§ **Source**:
Changer de paradigme : la rue dans la fabrique urbaine

Rédigé par

La Rue Commune

2421 Dernière modification le 13/05/2022 - 12:07

Face aux différents défis urbains actuels (environnementaux, sociaux, sanitaires, etc.), la fabrique de la ville doit se réinventer. Il nous faut changer de paradigme. Mais quel modèle suivre ? Quels concepts peuvent porter ce changement ? Et quelle est la place de la rue dans la nouvelle fabrique urbaine ?

Dans le cadre du projet La Rue Commune, rencontre avec Cécile Diguet, directrice du département Urbanisme, Aménagement et Territoires de l’Institut Paris Région, expert de l’urbanisme transitoire, et Sylvain Grisot, urbaniste et fondateur de Dixit, plateforme de l’urbanisme circulaire.

La fabrique urbaine est-elle en crise aujourd’hui ? Comment faire évoluer notre façon de penser la ville ?

Cécile Diguet : La fabrique urbaine court perpétuellement après des changements de modes de vie, des changements de politiques publiques, des transformations massives à prendre en compte comme les dérèglements climatiques et ses conséquences sur la chaleur en ville, l’effondrement de la biodiversité, la rareté de la ressource en eau, etc., mais aussi des interventions plus agressives d’opérateurs faisant du blitzcaling comme uber ou les entreprises de free-floating qui inondent un marché pour le remporter, sans se préoccuper des impacts sur la qualité de vie des personnes en ville.

Si le problème est donc cette inertie à suivre ces changements, c’est une crise, mais je crois qu’elle est consubstantielle à la fabrique urbaine et que prendre son temps a aussi du bon parfois, pour éviter les erreurs.

Pour autant, en occident, la déconnexion a été telle depuis des siècles entre nature et culture, entre corps et intellect, entre rationalité et sensibilité, que la fabrique urbaine a été d’abord une lutte, une conquête de la nature. Il faut mieux marcher sur des pavés que dans la boue, cela se comprend. Mais le trait a été tiré si loin en termes de minéralité, et d’artificialité, que l’on essaye, désormais de mieux équilibrer nature et ville, conscient de notre dépendance au climat, à la nature, au fait que l’humain fait partie aussi de la nature.
La rue est un levier pour les acteurs publics de rétablir en partie cet équilibre.

Sylvain Grisot : Le terme de “crise” est intéressant. Nous faisons face à trois crises qui se superposent aujourd’hui : le changement climatique, l'épuisement de la biodiversité et celui des ressources. Ces crises auront des impacts à un horizon proche sur nos territoires. Or, la ville est un objet qui se transforme très lentement. Nous avons donc une brutalité des changements d’un côté et une inertie importante des systèmes de l’autre. Plutôt que de “crise” de la fabrique urbaine, je parlerais de “changement”. Il nous faut opérer non pas une transition, mais une véritable redirection de nos façons de faire. Nous devons préparer aujourd’hui les espaces urbains de 2050.

§ **Consignes**:
(a) Dans l'entretien sur la rue, quelles sont les crises que Sylvain Grisot dit voir se superposer aujourd'hui ? Donne-les toutes.
(b) Réécris le passage de l'entretien sur la rue compris entre « 2421 Dernière modification » et « fabrique urbaine ? », inclus, en mettant « enjeux » à la place de « défis ».
(c) Écris la suite de l'entretien sur la rue en reprenant juste après sa dernière phrase.
Les données qui suivent n'ont aucun lien avec l'entretien sur la rue.

§ **Annotations de formes**:

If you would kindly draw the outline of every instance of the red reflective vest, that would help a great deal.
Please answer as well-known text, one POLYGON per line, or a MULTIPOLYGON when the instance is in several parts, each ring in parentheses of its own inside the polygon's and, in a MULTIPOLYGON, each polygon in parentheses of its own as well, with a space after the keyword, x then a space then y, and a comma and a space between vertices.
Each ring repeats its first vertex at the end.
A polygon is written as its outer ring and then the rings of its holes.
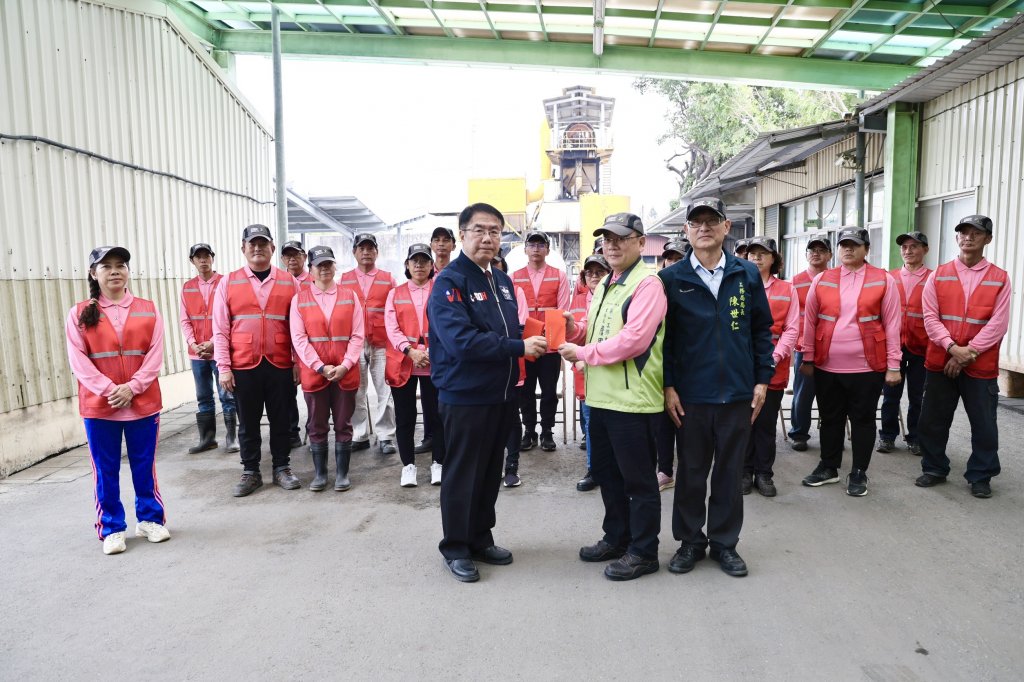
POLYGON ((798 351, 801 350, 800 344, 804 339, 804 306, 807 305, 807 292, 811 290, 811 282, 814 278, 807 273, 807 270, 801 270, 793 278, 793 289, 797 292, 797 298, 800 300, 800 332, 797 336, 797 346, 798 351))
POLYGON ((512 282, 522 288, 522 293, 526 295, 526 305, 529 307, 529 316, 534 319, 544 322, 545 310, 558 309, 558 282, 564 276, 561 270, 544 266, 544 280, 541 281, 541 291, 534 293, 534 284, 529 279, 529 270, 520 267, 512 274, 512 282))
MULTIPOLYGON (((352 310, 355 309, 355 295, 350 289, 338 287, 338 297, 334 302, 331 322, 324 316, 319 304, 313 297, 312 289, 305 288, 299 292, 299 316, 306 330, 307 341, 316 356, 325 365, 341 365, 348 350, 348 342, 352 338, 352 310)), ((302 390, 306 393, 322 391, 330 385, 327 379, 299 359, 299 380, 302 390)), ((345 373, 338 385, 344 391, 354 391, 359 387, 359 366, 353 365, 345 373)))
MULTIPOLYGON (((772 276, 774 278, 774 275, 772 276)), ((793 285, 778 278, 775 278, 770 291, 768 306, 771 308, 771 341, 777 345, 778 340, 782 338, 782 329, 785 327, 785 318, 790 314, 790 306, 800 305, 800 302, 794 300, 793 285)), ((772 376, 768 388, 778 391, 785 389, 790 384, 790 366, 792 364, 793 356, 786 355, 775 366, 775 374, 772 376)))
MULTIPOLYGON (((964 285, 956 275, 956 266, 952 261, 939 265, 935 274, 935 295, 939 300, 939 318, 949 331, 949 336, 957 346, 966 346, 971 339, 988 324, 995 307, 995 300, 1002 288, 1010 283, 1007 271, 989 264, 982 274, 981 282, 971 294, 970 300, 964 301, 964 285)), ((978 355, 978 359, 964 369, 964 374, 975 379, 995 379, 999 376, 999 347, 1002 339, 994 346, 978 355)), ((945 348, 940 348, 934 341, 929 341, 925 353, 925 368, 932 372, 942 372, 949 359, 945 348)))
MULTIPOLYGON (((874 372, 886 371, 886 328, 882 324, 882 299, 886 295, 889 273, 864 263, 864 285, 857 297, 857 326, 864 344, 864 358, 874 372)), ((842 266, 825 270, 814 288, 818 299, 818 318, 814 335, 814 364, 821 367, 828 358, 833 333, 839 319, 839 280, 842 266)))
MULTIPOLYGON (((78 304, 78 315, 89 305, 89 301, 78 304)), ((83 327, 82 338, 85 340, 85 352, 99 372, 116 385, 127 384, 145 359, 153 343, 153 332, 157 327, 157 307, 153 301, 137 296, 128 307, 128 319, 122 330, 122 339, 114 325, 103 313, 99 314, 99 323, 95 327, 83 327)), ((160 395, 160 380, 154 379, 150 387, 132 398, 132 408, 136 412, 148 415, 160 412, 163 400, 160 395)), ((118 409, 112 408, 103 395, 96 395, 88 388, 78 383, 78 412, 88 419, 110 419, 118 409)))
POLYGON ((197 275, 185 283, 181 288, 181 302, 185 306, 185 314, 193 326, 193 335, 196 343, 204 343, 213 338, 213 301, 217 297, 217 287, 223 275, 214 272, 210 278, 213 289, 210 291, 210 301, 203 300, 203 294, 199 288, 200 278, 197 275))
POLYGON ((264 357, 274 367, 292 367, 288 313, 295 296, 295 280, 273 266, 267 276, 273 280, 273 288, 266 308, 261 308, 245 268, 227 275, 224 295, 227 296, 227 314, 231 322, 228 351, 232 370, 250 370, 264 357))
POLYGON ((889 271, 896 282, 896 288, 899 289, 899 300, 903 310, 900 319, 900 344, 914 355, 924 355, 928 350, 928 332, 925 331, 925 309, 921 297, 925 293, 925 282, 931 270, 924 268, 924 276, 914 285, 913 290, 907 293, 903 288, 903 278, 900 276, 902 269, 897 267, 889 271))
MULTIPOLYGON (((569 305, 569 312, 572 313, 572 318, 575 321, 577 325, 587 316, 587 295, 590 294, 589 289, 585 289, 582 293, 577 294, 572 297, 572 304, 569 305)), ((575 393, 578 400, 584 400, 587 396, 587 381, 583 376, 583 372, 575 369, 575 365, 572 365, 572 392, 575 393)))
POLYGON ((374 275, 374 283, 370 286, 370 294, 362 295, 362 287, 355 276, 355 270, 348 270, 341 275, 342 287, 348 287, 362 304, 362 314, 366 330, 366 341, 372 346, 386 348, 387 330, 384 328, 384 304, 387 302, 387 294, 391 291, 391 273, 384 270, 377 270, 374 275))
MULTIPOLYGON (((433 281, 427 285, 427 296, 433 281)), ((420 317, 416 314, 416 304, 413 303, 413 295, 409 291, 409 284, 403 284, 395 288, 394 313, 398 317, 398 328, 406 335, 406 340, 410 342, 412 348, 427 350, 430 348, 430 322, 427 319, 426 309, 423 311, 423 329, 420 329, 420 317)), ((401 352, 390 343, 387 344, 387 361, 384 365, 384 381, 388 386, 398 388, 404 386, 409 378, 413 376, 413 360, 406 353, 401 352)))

==

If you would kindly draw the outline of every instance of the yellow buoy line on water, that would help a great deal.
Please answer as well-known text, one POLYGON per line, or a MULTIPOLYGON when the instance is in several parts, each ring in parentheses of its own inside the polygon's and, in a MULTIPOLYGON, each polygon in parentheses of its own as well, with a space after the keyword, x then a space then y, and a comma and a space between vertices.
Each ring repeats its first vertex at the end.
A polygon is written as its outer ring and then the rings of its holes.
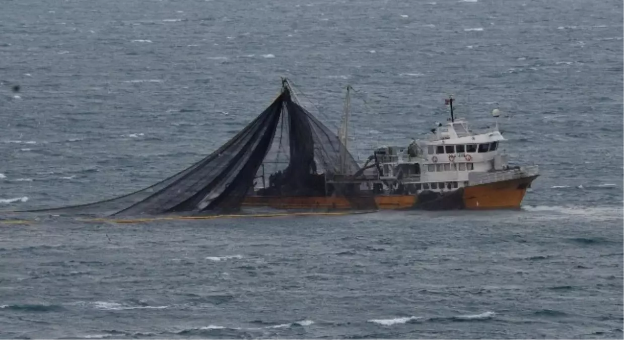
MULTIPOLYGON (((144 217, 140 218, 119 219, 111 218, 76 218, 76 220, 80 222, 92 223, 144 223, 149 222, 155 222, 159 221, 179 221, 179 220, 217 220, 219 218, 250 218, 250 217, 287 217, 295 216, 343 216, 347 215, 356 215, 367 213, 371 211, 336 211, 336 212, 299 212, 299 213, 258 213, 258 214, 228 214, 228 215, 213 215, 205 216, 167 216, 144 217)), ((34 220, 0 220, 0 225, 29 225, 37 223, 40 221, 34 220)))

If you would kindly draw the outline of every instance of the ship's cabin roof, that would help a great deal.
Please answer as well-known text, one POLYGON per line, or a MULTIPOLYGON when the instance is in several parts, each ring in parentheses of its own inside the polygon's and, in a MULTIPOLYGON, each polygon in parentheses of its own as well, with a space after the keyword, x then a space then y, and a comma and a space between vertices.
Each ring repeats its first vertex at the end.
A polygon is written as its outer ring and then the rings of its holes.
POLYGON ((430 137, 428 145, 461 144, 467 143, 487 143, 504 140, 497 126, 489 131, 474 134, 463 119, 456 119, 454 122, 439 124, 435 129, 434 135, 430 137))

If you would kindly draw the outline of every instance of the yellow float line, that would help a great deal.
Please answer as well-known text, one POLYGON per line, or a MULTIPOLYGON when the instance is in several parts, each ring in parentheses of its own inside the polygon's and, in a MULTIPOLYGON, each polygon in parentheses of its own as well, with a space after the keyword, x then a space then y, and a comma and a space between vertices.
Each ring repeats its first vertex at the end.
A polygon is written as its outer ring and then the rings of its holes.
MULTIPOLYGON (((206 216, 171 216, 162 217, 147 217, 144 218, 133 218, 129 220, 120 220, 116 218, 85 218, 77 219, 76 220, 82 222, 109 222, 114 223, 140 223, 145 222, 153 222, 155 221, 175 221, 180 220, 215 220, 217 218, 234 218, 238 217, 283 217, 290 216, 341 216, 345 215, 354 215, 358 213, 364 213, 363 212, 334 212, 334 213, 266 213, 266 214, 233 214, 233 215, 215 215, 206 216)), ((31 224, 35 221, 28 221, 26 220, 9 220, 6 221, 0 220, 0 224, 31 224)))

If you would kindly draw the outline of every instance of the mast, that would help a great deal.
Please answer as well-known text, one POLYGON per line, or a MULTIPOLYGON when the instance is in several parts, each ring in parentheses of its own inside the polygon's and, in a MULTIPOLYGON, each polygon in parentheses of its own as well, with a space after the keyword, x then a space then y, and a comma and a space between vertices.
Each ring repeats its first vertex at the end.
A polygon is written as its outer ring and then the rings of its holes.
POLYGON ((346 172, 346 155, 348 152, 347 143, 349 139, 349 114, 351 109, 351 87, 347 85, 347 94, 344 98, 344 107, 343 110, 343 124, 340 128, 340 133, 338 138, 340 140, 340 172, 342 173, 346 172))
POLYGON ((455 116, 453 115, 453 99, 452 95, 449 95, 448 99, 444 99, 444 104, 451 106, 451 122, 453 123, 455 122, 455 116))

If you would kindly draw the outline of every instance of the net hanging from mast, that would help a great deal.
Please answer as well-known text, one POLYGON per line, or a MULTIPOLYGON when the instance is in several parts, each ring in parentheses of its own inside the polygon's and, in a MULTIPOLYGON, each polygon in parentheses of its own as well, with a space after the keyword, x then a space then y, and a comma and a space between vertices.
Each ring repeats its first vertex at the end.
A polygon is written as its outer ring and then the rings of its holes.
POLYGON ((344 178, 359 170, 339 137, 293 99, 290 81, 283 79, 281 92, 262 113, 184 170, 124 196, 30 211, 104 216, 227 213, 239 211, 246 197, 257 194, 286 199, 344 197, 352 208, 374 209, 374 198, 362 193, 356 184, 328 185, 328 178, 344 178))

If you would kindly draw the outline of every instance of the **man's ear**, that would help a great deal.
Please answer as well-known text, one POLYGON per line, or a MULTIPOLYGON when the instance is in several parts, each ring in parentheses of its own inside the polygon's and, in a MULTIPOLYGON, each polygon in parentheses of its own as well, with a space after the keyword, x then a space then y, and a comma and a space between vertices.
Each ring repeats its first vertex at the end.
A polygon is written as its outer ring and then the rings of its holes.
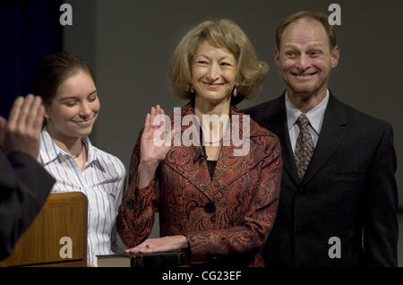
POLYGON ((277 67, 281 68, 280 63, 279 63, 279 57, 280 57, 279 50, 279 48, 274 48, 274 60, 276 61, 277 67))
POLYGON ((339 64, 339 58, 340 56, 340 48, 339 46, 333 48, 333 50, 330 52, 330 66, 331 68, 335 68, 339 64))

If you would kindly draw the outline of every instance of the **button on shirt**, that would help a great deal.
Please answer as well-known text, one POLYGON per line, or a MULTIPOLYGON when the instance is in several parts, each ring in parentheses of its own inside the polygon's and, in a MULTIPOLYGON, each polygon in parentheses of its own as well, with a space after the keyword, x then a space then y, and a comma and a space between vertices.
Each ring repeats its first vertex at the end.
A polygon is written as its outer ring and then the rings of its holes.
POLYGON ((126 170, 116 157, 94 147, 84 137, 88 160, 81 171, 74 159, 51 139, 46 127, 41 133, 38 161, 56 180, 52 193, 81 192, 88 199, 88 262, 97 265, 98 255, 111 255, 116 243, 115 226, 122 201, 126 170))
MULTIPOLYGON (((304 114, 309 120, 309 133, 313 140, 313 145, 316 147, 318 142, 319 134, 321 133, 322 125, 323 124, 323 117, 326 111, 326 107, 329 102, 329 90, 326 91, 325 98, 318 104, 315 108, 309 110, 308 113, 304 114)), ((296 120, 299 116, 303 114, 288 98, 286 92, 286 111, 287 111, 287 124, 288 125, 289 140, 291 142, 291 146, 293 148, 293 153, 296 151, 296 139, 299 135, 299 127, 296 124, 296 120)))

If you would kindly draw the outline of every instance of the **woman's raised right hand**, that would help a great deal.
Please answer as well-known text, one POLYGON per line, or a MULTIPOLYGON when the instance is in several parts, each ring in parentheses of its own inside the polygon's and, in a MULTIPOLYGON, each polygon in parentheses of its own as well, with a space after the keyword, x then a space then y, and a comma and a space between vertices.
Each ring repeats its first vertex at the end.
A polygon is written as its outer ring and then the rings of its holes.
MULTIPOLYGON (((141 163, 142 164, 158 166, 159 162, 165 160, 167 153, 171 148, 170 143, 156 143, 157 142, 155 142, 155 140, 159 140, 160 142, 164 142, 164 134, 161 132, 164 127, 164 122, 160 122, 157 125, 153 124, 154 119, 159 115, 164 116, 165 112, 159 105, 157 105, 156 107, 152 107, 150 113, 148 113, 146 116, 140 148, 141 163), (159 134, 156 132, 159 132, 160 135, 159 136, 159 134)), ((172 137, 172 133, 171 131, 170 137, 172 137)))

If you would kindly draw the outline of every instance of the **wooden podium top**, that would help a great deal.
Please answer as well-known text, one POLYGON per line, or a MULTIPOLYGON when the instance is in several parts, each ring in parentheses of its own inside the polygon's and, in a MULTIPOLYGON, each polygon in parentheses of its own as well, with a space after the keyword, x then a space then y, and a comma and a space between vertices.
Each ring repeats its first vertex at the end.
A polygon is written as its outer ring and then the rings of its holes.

§ **Réponses**:
(a) Le changement climatique, l'épuisement de la biodiversité et l'épuisement des ressources.

(b)
2421 Dernière modification le 13/05/2022 - 12:07

Face aux différents enjeux urbains actuels (environnementaux, sociaux, sanitaires, etc.), la fabrique de la ville doit se réinventer. Il nous faut changer de paradigme. Mais quel modèle suivre ? Quels concepts peuvent porter ce changement ? Et quelle est la place de la rue dans la nouvelle fabrique urbaine ?

(c)
Qu’est-ce que la rue pour vous ? Constitue-t-elle un bon échelon pour faire évoluer l’espace urbain ?

Cécile Diguet : Il est pour moi impossible de regarder la rue comme un objet déconnecté d’un réseau même si on parle ici de rue ordinaire. Développer des rues végétalisées doit se faire en fonction de priorités à des échelles différentes : santé des populations concernées, données sur la chaleur urbaine, construction ou consolidation d’une trame verte à l’échelle de la ville, du territoire, mais aussi bien sûr, opportunités de travaux de voirie par exemple.

La rue se compose d’une multiplicité d’usages. Bien souvent, les projets de rue ne prennent en compte que les habitants, les riverains. Or, la rue comprend de nombreux autres usagers : les commerçants, les personnes qui développent des activités diverses en rez-de-chaussée, les flâneuses, les personnes en situation de marginalité, etc. C’est la friction, la rencontre avec l'altérité qui fait la vie de la rue. En plus de cette diversité des usages, la rue articule plusieurs types d’espaces : la chaussée, les trottoirs, les rez-de-chaussée, les façades des bâtiments, les sous-sols, etc. Les gabarits des immeubles influent très fortement l’ambiance de la rue. Le privé et le public s’y mélangent.  Il est donc important de prendre en compte tous les usages et l’interaction des espaces différents dans l’aménagement des rues. Par ailleurs, il ne faut pas négliger l’échelle du réseau de mobilités plurielles dont font partie les rues du quotidien, à l’échelle de la ville, métropole ou d’un grand territoire.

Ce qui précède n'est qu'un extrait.